▶ [The task] Copy the lines starting at the one containing "target: forest" and ending at the one containing "task: trace the outline of every instance of the forest", keeping both.

[Shape boundary entries]
_ _ _

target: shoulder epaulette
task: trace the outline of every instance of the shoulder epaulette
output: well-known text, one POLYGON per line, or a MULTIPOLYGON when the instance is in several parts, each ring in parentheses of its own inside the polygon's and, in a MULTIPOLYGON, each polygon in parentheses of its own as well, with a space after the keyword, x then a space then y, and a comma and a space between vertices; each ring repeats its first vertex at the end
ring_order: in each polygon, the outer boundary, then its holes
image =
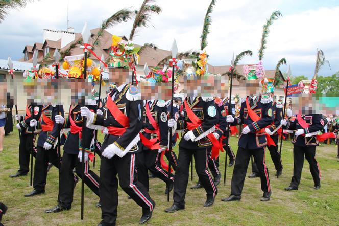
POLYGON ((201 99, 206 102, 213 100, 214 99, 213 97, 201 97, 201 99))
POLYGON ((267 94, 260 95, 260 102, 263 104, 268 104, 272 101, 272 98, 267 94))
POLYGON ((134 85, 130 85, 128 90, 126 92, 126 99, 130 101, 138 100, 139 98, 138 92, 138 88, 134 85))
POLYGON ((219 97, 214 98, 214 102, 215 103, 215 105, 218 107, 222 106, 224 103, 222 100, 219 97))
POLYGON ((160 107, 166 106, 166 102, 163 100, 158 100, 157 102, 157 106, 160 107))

_ _ _

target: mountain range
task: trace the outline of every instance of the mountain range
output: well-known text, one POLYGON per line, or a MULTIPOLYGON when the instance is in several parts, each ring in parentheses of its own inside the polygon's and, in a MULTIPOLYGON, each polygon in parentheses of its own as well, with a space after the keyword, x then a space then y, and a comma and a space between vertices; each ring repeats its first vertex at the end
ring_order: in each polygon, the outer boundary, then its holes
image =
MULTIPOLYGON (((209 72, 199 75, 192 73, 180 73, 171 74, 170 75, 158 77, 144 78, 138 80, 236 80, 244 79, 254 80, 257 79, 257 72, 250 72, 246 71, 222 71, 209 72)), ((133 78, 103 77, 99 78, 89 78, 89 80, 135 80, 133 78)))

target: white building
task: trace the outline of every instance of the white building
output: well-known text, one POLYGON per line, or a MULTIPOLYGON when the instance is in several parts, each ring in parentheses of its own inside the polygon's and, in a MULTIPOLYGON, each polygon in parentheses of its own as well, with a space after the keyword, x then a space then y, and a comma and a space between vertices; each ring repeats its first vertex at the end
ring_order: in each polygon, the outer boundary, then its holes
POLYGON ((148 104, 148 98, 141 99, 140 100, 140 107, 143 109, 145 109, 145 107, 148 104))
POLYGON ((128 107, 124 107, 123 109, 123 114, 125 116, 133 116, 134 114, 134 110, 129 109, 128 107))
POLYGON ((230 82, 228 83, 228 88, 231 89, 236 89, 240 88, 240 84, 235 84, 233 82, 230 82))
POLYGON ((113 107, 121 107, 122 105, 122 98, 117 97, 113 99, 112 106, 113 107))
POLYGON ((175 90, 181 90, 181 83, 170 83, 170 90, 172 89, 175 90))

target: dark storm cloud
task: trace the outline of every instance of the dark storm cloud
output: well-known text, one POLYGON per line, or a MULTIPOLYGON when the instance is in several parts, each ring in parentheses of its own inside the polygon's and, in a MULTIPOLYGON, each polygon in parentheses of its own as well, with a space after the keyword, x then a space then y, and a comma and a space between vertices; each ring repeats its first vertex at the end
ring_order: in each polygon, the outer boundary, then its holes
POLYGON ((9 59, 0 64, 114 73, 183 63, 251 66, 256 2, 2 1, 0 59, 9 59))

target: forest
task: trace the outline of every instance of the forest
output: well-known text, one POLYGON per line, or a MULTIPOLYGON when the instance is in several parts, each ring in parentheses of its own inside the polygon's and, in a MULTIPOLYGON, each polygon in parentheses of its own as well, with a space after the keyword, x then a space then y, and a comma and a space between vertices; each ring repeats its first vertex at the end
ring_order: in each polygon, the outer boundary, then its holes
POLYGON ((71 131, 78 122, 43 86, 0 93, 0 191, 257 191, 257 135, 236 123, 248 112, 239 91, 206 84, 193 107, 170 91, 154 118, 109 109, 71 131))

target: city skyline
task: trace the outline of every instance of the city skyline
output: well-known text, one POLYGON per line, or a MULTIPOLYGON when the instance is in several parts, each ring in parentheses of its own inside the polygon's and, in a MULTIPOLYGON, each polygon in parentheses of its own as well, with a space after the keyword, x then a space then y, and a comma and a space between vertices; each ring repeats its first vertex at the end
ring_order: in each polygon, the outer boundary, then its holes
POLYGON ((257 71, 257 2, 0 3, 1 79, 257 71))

_ _ _

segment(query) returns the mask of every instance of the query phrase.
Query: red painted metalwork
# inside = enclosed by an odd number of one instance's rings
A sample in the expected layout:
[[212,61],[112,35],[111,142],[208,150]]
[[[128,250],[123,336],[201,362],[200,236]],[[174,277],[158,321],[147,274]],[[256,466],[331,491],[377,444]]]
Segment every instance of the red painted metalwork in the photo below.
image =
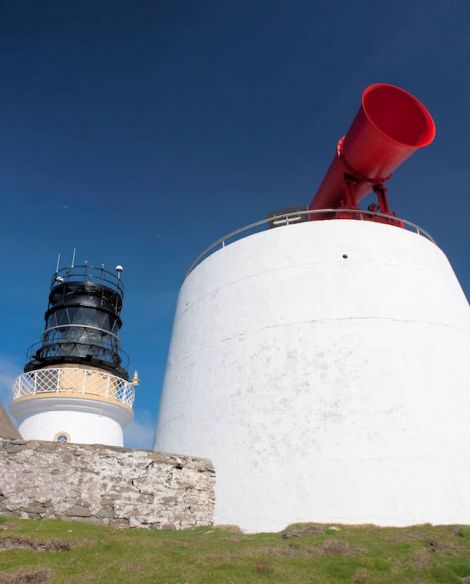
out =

_ _ _

▶ [Expected answer]
target: forest
task: trace the outline of every instance of the forest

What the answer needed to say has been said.